Excerpts from point annotation data
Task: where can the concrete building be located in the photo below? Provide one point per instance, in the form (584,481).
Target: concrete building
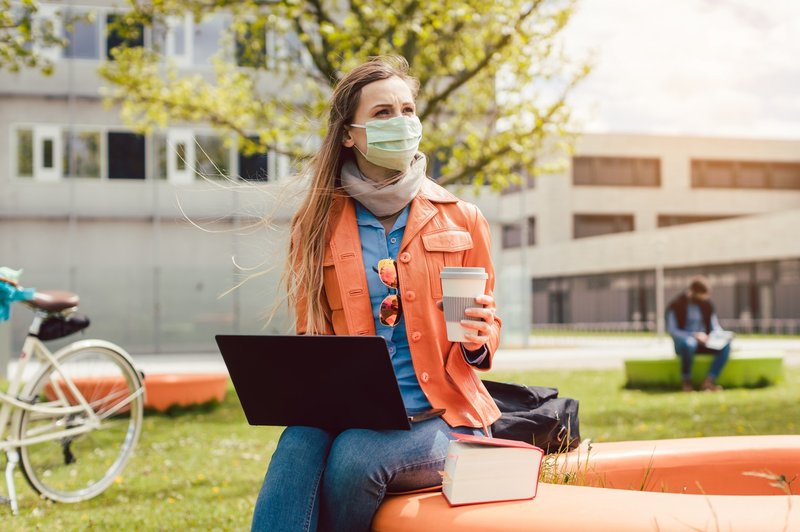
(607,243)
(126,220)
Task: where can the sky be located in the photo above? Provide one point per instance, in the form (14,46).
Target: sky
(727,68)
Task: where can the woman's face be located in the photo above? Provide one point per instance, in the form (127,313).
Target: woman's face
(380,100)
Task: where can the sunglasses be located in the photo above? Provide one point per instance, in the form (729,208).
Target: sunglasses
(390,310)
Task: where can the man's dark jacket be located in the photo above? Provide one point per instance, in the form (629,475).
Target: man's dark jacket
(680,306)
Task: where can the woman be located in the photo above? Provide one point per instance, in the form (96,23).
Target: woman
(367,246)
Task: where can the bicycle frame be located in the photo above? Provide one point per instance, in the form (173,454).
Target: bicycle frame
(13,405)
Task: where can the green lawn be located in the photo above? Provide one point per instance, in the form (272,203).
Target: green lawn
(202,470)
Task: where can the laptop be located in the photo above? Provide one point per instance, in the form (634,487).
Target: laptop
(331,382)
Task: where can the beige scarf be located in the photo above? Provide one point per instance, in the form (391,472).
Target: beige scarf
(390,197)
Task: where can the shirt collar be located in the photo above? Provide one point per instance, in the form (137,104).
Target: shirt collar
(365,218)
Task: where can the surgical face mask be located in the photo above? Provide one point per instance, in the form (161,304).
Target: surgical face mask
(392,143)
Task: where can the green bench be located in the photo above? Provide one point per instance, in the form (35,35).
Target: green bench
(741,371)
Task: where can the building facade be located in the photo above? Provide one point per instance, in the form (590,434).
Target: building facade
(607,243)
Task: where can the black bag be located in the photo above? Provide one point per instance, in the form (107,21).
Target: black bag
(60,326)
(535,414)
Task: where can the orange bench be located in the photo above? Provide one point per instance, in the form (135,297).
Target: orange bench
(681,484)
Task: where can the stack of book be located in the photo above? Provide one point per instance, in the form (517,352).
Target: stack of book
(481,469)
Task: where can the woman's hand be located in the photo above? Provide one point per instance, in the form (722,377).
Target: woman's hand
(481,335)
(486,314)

--

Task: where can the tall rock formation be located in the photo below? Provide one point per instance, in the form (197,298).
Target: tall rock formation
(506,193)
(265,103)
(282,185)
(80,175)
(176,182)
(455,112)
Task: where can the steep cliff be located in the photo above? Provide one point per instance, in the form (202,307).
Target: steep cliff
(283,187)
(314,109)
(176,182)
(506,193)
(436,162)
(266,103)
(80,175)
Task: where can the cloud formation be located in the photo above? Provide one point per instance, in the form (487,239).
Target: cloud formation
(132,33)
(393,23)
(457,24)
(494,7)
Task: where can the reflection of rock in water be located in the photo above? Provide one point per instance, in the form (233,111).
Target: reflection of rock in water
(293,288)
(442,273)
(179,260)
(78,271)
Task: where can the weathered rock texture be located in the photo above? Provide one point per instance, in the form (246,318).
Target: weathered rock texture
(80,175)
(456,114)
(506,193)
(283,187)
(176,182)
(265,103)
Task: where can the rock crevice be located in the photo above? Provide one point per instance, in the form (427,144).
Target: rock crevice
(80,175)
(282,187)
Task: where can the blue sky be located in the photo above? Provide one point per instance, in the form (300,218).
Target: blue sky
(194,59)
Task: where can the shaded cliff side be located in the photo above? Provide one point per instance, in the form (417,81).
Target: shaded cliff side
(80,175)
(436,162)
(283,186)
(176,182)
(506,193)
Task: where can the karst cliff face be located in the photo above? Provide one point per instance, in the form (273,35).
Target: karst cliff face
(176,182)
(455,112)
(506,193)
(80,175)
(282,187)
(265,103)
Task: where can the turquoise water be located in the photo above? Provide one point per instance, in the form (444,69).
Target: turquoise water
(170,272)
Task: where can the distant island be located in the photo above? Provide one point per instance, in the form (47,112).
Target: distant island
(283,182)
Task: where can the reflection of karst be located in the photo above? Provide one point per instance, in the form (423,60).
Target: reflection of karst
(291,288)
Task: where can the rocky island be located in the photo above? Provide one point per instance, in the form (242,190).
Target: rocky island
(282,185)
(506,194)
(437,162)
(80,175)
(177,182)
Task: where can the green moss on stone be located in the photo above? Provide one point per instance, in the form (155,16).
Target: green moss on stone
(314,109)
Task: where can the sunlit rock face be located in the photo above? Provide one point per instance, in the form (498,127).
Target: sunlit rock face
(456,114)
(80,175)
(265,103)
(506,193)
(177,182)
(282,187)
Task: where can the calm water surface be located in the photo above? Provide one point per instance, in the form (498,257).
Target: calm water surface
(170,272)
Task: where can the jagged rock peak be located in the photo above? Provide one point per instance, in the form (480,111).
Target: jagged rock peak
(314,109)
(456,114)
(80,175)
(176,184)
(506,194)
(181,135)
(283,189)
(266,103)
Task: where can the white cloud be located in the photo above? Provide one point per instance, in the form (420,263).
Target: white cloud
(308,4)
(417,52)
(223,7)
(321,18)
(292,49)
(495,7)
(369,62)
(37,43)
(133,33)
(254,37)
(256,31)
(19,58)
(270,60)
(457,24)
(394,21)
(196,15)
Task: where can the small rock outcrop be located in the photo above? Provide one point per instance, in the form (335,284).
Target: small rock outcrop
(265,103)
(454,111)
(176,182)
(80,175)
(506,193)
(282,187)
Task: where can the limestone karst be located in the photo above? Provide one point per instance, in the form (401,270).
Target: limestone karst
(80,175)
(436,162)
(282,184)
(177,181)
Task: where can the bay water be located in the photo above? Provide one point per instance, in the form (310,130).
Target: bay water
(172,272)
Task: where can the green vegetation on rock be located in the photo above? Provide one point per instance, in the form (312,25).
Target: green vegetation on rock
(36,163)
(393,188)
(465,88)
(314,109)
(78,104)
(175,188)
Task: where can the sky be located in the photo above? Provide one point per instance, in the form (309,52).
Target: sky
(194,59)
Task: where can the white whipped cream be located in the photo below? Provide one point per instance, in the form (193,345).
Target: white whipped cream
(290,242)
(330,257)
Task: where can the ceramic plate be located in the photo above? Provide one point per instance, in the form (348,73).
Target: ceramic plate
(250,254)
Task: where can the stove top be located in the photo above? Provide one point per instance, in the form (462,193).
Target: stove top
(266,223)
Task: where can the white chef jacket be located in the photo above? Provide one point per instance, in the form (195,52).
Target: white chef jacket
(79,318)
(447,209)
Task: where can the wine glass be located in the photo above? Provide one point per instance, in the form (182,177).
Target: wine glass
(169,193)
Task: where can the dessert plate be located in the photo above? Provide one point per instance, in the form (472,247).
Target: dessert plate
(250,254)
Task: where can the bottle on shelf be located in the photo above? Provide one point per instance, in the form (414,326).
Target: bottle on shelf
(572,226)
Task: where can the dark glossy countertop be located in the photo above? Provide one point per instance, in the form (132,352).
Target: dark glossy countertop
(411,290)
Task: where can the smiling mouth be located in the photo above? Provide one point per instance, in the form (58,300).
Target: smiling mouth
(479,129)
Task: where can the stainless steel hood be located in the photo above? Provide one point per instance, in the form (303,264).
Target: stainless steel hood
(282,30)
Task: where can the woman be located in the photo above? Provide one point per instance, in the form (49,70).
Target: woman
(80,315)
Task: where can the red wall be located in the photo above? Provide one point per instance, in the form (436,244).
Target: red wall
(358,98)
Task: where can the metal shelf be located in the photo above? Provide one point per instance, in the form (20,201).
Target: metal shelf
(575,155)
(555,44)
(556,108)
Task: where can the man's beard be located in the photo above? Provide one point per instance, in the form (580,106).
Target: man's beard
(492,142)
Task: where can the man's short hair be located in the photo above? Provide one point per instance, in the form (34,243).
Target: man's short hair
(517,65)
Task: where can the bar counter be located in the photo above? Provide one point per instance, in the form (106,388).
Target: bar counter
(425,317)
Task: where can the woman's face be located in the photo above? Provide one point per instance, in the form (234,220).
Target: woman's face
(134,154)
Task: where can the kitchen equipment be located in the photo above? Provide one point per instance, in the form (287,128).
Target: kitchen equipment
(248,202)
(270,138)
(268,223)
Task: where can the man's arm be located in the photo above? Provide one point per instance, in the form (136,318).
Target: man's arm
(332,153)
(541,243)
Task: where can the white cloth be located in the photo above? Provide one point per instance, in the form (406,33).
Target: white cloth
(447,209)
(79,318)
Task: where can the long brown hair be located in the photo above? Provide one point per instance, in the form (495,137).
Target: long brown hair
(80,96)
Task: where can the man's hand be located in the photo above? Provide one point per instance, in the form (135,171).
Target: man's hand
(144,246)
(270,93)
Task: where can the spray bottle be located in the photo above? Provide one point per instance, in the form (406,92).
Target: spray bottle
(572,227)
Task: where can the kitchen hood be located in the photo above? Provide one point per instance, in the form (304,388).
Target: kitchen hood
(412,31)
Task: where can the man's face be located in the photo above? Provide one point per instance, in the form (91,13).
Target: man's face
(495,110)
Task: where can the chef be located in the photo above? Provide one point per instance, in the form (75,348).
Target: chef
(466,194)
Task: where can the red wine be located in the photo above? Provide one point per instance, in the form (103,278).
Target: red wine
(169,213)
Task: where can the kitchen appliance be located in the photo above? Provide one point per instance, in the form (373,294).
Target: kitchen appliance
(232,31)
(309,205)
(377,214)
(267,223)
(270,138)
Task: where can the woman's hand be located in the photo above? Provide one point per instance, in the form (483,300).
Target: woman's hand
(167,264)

» **Work to complete**
Show each line from the rows above that contains the word "crevice". Case must match.

» **Exercise solution**
Task: where can the rock crevice be located in the photo above? Provide one point per instance, in the form (427,144).
Target: rock crevice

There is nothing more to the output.